[Excerpted passage]

=-=-=-=-=

People abandon one another. It's what they do. Happens all the time...
_Posted via Mobile Device_


----------



## aribabe (Aug 9, 2012)

swetecynamome said:


> So everyone's fine with their spouse leaving them if they get sick, get into an accident that alters them physically in some way, get cancer and have to lop off parts of themselves, take a med that puffs them out, etc. How is this different than the abandonment that occurs when a spouse cheats with someone else? It's all abandonment for the sake of "lack of attraction."


If my husband lost his job, I would not be less finacially attracted to him because I know h has the drive to be successful
If my husband quit and decided to become a walmart cashier, i'd most likely file for divorce.

If I gained weight from cancer/other illness, my husband probably would be less physically attracted to me, but he would love, honor, and cherish me through my illness.
If I decided I just didn't want to work out or eat normal portion sizes anymore and gained significant weight, my husbad would probably want a divorce if I didn't pull it together.

Being married doesn't mean he gets to be a walmart cashier, or I get to be fat, just cuz'.
We have a responsibilty to try to remain attractive to one another.
For better or worse doesn't mean let's indulge in the worst because we can, it means if the worse "happens to you", I'm there for you.
_Posted via Mobile Device_


----------



## aribabe (Aug 9, 2012)

swetecynamome said:


> Depakote is a drug notorious for causing tremendous weight gain. I'm on it because I have to be. The only way to combat it is to live at the gym, but I'm a writer and being a writer is my career and necessary for my mental well-being. (And when I say live at the gym, I mean that literally.) So my husband (who was!) is justified in leaving me because I want to write for my well-being and career but not live at the gym. I just want to make sure I'm understanding things. And I hope I'm not hijacking the thread. If so, I'll stop and if so, forgive me.


I believe that "things that happen TO us" fall under the protection of for better or worse
I belive that things we choose to do (become alcoholic, adulterer, weight gain just cuz',etc) do not.

I imagine you wouldn't be taking the medication if it wasn't neccesary, and I think you deserve to have your husband there with you through your illness as I expect mine to be. I have an illness as well though it's more likely to cause weight loss than gain.
Your husband may not be attracted to the extra weight, mine wouldn't be no matter the cause, but he has a resposibilty to love, honor and cherish me even when he can't muster physical attraction to me for whaever reason.

If your husband left you because you got sick, he's a jack ass. Period.
_Posted via Mobile Device_


----------



## tracyishere (Dec 2, 2012)

swetecynamome said:


> So everyone's fine with their spouse leaving them if they get sick, get into an accident that alters them physically in some way, get cancer and have to lop off parts of themselves, take a med that puffs them out, etc. How is this different than the abandonment that occurs when a spouse cheats with someone else? It's all abandonment for the sake of "lack of attraction."


I don't remember saying I'd be fine with my spouse leaving me. All I said was that he may not be attracted to me anymore. If your H got a sex change, would he/she still turn you on?

=-=-=-=-=

[Work task A]
Answer each question about the forum thread on spousal attraction.
(i) Which drug does swetecynamome say is notorious for causing tremendous weight gain?
(ii) If her husband quit, what job does aribabe say would most likely lead her to file for divorce?
(iii) In the Dec 2, 2012 post, what does tracyishere ask about a husband getting a sex change?
[Work task B] In the forum thread on spousal attraction, recast the quoted paragraph beginning "Depakote is a drug notorious" as a short list that keeps its main facts.
[Work task C] Extend the forum thread on spousal attraction with a new post that picks up after its final post.
The lines after this point come from a different source than the forum thread.

=-=-=-=-=

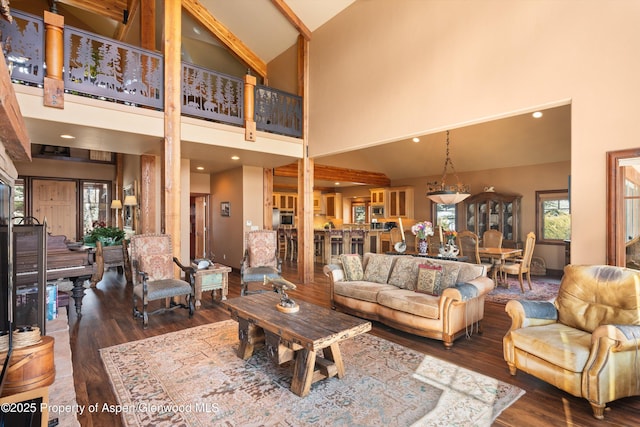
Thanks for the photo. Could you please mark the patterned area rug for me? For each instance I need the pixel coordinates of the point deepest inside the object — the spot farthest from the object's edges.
(544, 289)
(194, 378)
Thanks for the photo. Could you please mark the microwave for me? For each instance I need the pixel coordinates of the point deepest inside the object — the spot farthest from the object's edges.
(287, 218)
(377, 210)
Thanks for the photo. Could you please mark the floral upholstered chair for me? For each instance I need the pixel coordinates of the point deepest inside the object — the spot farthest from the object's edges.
(154, 277)
(261, 259)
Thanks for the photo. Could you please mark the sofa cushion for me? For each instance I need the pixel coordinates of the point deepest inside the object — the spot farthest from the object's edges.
(352, 266)
(407, 301)
(558, 344)
(365, 291)
(449, 272)
(429, 279)
(378, 268)
(594, 295)
(404, 273)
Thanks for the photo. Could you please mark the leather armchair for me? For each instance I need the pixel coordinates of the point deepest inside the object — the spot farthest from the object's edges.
(586, 342)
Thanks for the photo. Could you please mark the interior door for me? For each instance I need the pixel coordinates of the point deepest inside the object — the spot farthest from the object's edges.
(57, 202)
(200, 229)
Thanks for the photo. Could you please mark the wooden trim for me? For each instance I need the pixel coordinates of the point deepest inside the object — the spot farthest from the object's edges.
(222, 33)
(331, 173)
(292, 18)
(615, 214)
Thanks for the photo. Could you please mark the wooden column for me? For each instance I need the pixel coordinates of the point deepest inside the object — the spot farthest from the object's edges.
(172, 148)
(54, 50)
(249, 101)
(306, 251)
(147, 199)
(267, 191)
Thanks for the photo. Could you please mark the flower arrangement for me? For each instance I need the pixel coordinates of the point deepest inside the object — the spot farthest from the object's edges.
(450, 236)
(422, 229)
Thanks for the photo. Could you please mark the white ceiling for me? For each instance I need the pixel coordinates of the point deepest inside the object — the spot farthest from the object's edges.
(508, 142)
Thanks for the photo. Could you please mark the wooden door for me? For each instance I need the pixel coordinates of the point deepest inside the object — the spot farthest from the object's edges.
(57, 202)
(200, 230)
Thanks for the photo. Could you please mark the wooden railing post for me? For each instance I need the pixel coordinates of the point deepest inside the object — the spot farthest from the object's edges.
(249, 101)
(54, 54)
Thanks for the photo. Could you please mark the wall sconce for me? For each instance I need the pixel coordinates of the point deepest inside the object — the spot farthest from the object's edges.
(130, 201)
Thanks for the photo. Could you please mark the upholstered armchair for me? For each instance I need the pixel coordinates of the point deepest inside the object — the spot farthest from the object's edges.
(586, 342)
(261, 259)
(154, 277)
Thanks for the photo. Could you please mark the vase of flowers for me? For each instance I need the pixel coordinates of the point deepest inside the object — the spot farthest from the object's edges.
(422, 230)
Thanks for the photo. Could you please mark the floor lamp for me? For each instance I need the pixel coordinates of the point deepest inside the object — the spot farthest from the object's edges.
(117, 205)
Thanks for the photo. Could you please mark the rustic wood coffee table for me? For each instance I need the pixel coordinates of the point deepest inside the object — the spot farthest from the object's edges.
(289, 336)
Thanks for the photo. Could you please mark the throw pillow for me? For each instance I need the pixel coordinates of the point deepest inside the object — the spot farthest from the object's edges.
(429, 279)
(378, 268)
(450, 272)
(405, 273)
(352, 267)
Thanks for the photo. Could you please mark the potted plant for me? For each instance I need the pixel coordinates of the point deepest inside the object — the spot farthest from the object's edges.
(108, 236)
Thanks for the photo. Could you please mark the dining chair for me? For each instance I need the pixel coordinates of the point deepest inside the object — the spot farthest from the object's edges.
(522, 265)
(468, 243)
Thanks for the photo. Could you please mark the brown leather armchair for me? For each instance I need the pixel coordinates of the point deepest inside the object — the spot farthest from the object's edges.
(586, 342)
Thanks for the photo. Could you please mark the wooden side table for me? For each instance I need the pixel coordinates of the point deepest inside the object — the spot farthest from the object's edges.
(213, 278)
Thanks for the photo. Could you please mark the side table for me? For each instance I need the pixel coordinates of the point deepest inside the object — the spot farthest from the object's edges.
(213, 278)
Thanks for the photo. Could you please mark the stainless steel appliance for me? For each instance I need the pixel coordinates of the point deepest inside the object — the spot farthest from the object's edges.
(287, 218)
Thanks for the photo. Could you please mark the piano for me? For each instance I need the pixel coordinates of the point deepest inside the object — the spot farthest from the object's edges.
(74, 261)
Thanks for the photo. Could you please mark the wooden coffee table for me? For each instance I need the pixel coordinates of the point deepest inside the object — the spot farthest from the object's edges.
(289, 336)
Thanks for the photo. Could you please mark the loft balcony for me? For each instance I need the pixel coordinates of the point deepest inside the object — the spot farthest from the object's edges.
(112, 71)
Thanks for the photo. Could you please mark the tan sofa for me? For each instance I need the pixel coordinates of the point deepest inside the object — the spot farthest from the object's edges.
(586, 342)
(386, 292)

=-=-=-=-=

[Answer area A]
(i) Depakote.
(ii) Walmart cashier.
(iii) Whether he/she would still turn the other spouse on.

[Answer area B]
- Depakote is notorious for causing tremendous weight gain, and the poster must take it.
- The only way to combat the weight gain is to literally live at the gym.
- The poster is a writer, and writing is both a career and necessary for mental well-being.
- The poster asks whether a husband is justified in leaving because the poster chooses writing over living at the gym.
- The poster hopes this is not hijacking the thread and offers to stop and apologize if it is.

[Answer area C]
My point is simple: You cannot change your sexual preference.


----------



## mildlyperplexed (Feb 3, 2013)

My husband would make a very ugly woman


----------



## jaquen (Mar 1, 2012)

Tulanian said:


> I don't doubt it's me, largely if not entirely. That being the case, I am who and what I am. If that's not good enough, that's fine. Who am I to say? I must judge myself in better light than she does, or die.


Most people don't want "duty booty" or "pity p*ssy". But it's imperative that you know, and are realistic, about what turns on _your specific _partner on.

Do all women need a man who makes a lot of money? Nope, most men on planet Earth don't make a lot of money, and plenty of those men are married. But in the average Western society, yes, plenty of women prefer a financially well off husband. 

But I've been with my woman for a long time, long before either of us established careers, and made decent money. I'm in a business that oscillates wildly between plenty, and famine. There are times when my wife has made far more money than I do, and it has never affected her attraction, or enthusiasm for sex. 

Why? Because that's not a major part of what* our *relationship was built on. Why does my wife still want me though, in times of plenty, and times of want? Because she's madly in love with me, likes sex for her own sake, loves the way I treat her, thinks I'm f-ing gorgeous, loves my c*ck, and adores our sexual chemistry. These things are a need...for her. She craves them. Money has never affected them one way or another, but I knew this about her BEFORE getting married.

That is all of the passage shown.